### Requirements
Reproduce every line of the items below, requests included, scaling each bounding-box coordinate in the answers by 0.9 and rounding the result to the nearest whole number, with halves rounded up.

-------- Data shown

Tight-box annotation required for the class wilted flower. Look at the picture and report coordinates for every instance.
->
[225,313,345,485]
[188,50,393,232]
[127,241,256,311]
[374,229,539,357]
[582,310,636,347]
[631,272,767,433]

----------------

### Output
Tight-box annotation required for the class wilted flower. Look at the picture and report coordinates for every instance.
->
[203,282,311,437]
[169,45,354,209]
[114,217,230,280]
[337,206,485,321]
[524,279,572,312]
[568,245,690,390]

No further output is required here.